_Exercise aim:_ Every record must be written out once more, with nothing added or omitted.

_Records for processing:_
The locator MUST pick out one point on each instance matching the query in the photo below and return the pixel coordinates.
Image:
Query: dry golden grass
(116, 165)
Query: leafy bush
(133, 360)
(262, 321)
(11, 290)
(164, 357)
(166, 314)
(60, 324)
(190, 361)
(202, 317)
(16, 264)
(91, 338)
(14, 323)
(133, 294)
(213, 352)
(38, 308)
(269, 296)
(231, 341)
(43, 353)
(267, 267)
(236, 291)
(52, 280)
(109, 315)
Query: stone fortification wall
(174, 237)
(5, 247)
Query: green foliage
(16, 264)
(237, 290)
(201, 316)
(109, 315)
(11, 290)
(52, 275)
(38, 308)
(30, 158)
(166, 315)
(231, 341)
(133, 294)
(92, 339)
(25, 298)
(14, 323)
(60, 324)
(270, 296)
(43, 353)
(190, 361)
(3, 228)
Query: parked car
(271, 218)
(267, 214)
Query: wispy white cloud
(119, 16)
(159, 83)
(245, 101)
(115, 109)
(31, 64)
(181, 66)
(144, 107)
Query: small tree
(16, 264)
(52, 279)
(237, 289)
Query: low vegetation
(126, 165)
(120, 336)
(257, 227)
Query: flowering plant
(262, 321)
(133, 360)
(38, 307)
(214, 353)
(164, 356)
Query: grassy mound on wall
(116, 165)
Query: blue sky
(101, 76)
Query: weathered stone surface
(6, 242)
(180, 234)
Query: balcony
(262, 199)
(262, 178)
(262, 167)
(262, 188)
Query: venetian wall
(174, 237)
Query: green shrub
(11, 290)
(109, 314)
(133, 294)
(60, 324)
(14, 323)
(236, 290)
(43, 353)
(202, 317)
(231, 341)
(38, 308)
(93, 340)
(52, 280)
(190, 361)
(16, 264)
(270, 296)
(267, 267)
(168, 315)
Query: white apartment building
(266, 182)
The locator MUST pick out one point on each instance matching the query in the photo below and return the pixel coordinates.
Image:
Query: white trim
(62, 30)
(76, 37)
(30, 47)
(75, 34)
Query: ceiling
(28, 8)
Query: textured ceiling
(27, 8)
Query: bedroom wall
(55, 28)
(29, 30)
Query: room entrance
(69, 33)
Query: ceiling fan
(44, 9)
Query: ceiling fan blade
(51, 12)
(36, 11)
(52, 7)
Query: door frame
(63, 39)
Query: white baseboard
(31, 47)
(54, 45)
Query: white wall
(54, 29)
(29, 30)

_Answer for the task:_
The locator MUST pick out one point on each instance matching the query in the photo below and return the pixel coordinates.
Image:
Query: dry golden grass
(116, 165)
Query: leafy bush
(133, 360)
(262, 321)
(11, 290)
(164, 357)
(166, 314)
(60, 324)
(190, 361)
(202, 317)
(16, 264)
(91, 338)
(14, 323)
(133, 294)
(213, 352)
(38, 308)
(269, 296)
(231, 341)
(43, 353)
(267, 267)
(236, 291)
(52, 280)
(109, 315)
Query: stone fortification wall
(174, 237)
(5, 247)
Query: green foliage
(16, 264)
(237, 290)
(201, 316)
(109, 315)
(11, 290)
(52, 275)
(38, 308)
(30, 158)
(166, 315)
(231, 341)
(133, 294)
(92, 339)
(25, 298)
(14, 323)
(60, 324)
(270, 296)
(43, 353)
(190, 361)
(3, 228)
Query: parked car
(271, 218)
(267, 214)
Query: wispy white cloud
(119, 16)
(159, 83)
(245, 101)
(115, 109)
(31, 64)
(181, 66)
(144, 107)
Query: small tree
(16, 264)
(52, 279)
(237, 289)
Query: low vegetation
(126, 165)
(120, 336)
(257, 227)
Query: flowering plant
(262, 321)
(133, 360)
(38, 307)
(214, 353)
(164, 356)
Query: grassy mound on wall
(116, 165)
Query: blue sky
(101, 76)
Query: weathered stone surface
(6, 242)
(180, 234)
Query: balcony
(262, 199)
(262, 178)
(262, 167)
(262, 188)
Query: venetian wall
(174, 237)
Query: green shrub
(11, 290)
(109, 314)
(133, 294)
(60, 324)
(14, 323)
(236, 290)
(43, 353)
(202, 317)
(231, 341)
(38, 308)
(93, 340)
(52, 280)
(190, 361)
(16, 264)
(270, 296)
(267, 267)
(168, 315)
Query: white apartment building
(266, 182)
The locator MUST pick out one point on each instance matching the query in the photo below and return the pixel coordinates.
Image:
Query: white trim
(62, 30)
(76, 37)
(30, 47)
(75, 34)
Query: ceiling
(28, 8)
Query: textured ceiling
(27, 8)
Query: bedroom wall
(55, 28)
(29, 30)
Query: room entrance
(69, 33)
Query: ceiling fan
(44, 9)
Query: ceiling fan blade
(51, 12)
(36, 11)
(52, 7)
Query: door frame
(63, 39)
Query: white baseboard
(31, 47)
(54, 45)
Query: white wall
(54, 29)
(29, 30)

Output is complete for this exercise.